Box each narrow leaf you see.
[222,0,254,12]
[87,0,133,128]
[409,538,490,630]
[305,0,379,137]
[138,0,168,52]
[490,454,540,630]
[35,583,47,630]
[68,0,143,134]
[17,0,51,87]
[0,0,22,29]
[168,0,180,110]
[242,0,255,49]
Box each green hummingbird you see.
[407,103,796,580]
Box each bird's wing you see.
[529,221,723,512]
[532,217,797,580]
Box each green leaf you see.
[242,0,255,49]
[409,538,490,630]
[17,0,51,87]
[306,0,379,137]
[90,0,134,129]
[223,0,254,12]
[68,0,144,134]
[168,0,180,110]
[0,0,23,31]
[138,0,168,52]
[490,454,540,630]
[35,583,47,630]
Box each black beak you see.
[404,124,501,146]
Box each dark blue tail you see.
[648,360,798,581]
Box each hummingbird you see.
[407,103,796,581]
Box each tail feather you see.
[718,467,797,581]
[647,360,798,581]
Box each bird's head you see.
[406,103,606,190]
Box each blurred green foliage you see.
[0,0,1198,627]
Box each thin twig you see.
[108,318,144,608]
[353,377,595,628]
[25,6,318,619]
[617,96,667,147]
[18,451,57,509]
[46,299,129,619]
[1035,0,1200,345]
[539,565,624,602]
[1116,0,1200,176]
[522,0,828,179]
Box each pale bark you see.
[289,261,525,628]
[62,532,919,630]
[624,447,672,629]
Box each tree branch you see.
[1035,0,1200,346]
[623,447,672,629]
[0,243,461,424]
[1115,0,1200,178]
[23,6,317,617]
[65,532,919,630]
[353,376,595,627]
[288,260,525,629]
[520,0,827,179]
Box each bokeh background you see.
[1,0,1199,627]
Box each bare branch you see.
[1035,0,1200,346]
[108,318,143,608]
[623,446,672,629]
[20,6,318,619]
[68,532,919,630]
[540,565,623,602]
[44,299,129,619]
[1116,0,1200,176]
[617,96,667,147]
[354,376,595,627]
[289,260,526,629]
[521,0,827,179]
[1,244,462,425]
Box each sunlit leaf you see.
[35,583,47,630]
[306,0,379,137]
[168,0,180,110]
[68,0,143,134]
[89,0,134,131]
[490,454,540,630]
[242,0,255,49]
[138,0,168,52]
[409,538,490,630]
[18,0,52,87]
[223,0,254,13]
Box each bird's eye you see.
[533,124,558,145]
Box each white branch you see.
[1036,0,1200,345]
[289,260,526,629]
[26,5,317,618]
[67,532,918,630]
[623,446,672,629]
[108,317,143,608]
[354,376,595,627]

***

Word for word, set down each line of the material.

Box each narrow leaf you see.
[222,0,254,12]
[87,0,133,128]
[409,538,490,630]
[305,0,379,137]
[138,0,168,52]
[490,454,540,630]
[35,583,47,630]
[68,0,143,134]
[17,0,51,87]
[0,0,22,29]
[168,0,180,110]
[242,0,255,49]
Box each green hummingbird you see.
[407,103,796,580]
Box each bird's wing you see.
[529,221,723,512]
[532,217,797,580]
Box each green leaf you see.
[242,0,255,49]
[409,538,490,630]
[17,0,51,87]
[306,0,379,137]
[90,0,134,129]
[223,0,254,12]
[68,0,144,134]
[168,0,180,110]
[0,0,23,31]
[138,0,168,52]
[490,454,540,630]
[35,583,47,630]
Box each black beak you see.
[404,124,501,146]
Box each dark blue tail you see.
[648,360,798,581]
Box each hummingbird you see.
[407,103,796,581]
Box each tail feather you see.
[718,467,797,581]
[647,360,798,581]
Box each bird's head you see.
[406,103,606,190]
Box each blurred green foliage you see.
[0,0,1198,627]
Box each thin twig you see.
[108,318,144,608]
[353,377,595,628]
[25,6,318,619]
[617,96,667,147]
[18,451,57,509]
[46,299,129,619]
[1035,0,1200,345]
[539,565,624,602]
[1116,0,1200,176]
[522,0,828,179]
Box each pale bark you see.
[289,261,525,628]
[62,532,919,630]
[624,447,672,629]
Box each tree branch you see.
[1035,0,1200,346]
[623,447,672,629]
[0,243,461,424]
[1115,0,1200,178]
[23,6,317,617]
[65,532,919,630]
[353,376,595,627]
[288,260,525,629]
[520,0,827,179]
Box each bokeh background you see.
[1,0,1199,627]
Box each bare branch you see.
[1035,0,1200,346]
[108,318,143,608]
[623,446,672,629]
[20,6,318,619]
[68,532,919,630]
[540,565,623,602]
[44,299,129,619]
[1116,0,1200,176]
[617,96,667,147]
[354,376,595,627]
[289,260,526,629]
[521,0,827,179]
[1,244,462,425]
Box each sunlit leaf you see.
[35,583,47,630]
[306,0,379,137]
[168,0,180,110]
[68,0,143,134]
[89,0,134,131]
[490,454,540,630]
[242,0,255,49]
[138,0,168,52]
[409,538,490,630]
[18,0,52,87]
[223,0,254,13]
Box each bird's eye you see.
[533,124,558,145]
Box each white branch you see.
[1036,0,1200,345]
[289,260,526,629]
[26,5,317,618]
[67,532,918,630]
[623,446,672,629]
[108,317,143,608]
[354,376,595,627]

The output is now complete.